--- ACTIVITY ---
The whole listing, please: repeat it exactly, with the pictures left out.

......

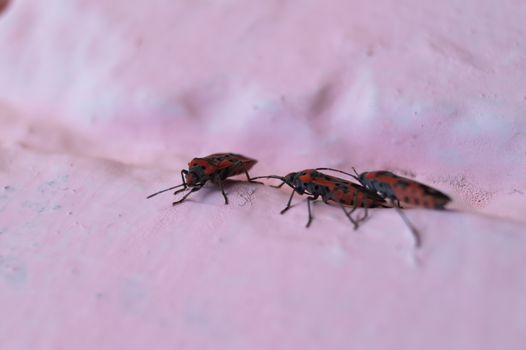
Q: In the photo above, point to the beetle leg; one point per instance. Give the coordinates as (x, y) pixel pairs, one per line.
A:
(195, 189)
(223, 191)
(310, 199)
(414, 231)
(348, 214)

......

--- SOLUTION FOR THIS TASK ---
Q: In the photo above, point to the beetle leg; one point per instance. Give the coordinates as (x, y) pixel pairs, one per line.
A:
(195, 189)
(223, 191)
(310, 199)
(414, 231)
(348, 214)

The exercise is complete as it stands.